◆ **OBJECTIVE**: Print every line of the listing exactly, please.

(Excerpts from point annotation data)
>> start

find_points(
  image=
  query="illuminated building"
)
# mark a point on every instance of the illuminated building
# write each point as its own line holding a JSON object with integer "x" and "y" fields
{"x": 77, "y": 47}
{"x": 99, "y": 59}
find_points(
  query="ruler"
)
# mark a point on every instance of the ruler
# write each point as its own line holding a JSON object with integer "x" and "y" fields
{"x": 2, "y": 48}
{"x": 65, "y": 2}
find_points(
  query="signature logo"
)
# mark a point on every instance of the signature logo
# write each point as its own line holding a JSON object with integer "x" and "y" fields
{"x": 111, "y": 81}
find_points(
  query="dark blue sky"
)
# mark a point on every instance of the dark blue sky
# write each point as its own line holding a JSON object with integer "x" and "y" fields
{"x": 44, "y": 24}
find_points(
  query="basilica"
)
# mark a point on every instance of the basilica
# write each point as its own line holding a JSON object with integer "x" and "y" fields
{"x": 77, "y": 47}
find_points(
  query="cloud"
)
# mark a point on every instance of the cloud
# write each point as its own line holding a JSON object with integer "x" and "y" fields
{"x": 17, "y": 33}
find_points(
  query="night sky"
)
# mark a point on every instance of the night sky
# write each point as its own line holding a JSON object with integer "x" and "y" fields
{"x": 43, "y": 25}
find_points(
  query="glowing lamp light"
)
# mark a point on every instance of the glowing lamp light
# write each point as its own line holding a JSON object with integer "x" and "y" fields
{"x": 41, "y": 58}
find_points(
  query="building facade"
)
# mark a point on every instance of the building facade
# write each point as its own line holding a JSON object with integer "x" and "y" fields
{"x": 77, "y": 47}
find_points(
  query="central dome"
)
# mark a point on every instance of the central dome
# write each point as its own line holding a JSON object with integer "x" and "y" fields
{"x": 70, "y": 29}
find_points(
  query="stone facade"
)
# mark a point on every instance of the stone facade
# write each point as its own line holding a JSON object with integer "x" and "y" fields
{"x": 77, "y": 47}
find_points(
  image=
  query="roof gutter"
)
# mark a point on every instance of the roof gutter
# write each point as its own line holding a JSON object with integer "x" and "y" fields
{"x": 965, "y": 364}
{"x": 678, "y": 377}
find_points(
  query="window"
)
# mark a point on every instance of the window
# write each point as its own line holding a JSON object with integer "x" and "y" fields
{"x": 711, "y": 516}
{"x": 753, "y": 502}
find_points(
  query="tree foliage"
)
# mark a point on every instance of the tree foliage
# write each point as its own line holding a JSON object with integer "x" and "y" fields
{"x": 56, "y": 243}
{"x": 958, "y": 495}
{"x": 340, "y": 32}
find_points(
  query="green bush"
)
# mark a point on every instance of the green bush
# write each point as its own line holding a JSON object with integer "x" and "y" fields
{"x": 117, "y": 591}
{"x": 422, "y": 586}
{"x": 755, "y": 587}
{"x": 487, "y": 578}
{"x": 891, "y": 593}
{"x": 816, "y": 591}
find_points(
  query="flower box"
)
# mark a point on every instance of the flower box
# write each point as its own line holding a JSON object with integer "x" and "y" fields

>> end

◆ **ANSWER FOR THIS EXERCISE**:
find_points(
  image=
  query="illuminated building"
)
# mark a point on every instance of the illuminated building
# write each point as its own line holding a JSON object with integer "x" and "y" fields
{"x": 77, "y": 47}
{"x": 99, "y": 59}
find_points(
  query="ruler"
)
# mark a point on every instance of the ruler
# write each point as its own line holding a JSON object with integer "x" and "y" fields
{"x": 2, "y": 48}
{"x": 65, "y": 2}
find_points(
  query="signature logo"
)
# mark a point on every instance of the signature logo
# write each point as its own line holding a JSON object with integer "x" and "y" fields
{"x": 111, "y": 81}
find_points(
  query="dark blue sky"
)
# mark a point on every instance of the dark blue sky
# write each point as its own line holding a JSON object with integer "x" and "y" fields
{"x": 44, "y": 24}
find_points(
  query="basilica"
)
# mark a point on every instance of the basilica
# write each point as its own line holding a JSON object with integer "x" and "y" fields
{"x": 77, "y": 47}
find_points(
  query="cloud"
)
# mark a point on every instance of the cloud
# write each point as its own line holding a JSON object with integer "x" and "y" fields
{"x": 17, "y": 33}
find_points(
  query="night sky"
)
# mark a point on every instance of the night sky
# write each point as its own line holding a JSON object with integer "x" and "y" fields
{"x": 43, "y": 25}
find_points(
  query="glowing lamp light"
)
# mark a point on every instance of the glowing lamp light
# write each point as its own line holding a JSON object with integer "x" and "y" fields
{"x": 41, "y": 58}
find_points(
  query="building facade"
)
# mark a point on every instance of the building facade
# write each point as its own line holding a JSON object with integer "x" and "y" fields
{"x": 77, "y": 47}
find_points(
  query="central dome"
)
# mark a point on every instance of the central dome
# write each point as its own line holding a JSON object with integer "x" and "y" fields
{"x": 70, "y": 29}
find_points(
  query="stone facade"
)
# mark a point on every instance of the stone facade
# write each point as its own line holding a JSON object with integer "x" and "y" fields
{"x": 77, "y": 47}
find_points(
  image=
  query="roof gutter"
)
# mark a point on every instance of the roof gutter
# write each point as its own line holding a JSON object with integer "x" and "y" fields
{"x": 965, "y": 364}
{"x": 678, "y": 377}
find_points(
  query="window"
)
# mark a point on every instance of the window
# write each point as its own line holding a JSON object with integer "x" and "y" fields
{"x": 711, "y": 516}
{"x": 753, "y": 502}
find_points(
  query="tree foliage"
)
# mark a point on every instance of the tree foliage
# write each point as its own line holding a JSON object with integer "x" and "y" fields
{"x": 56, "y": 243}
{"x": 958, "y": 495}
{"x": 340, "y": 32}
find_points(
  query="green bush"
)
# mark a point on every instance of the green bush
# write each point as its own line holding a JSON object with integer "x" and "y" fields
{"x": 117, "y": 591}
{"x": 422, "y": 586}
{"x": 755, "y": 587}
{"x": 487, "y": 578}
{"x": 891, "y": 593}
{"x": 816, "y": 591}
find_points(
  query="flower box"
)
# mark a point on every instance of the flower box
# write each point as its own line holding a JSON object with integer "x" and "y" fields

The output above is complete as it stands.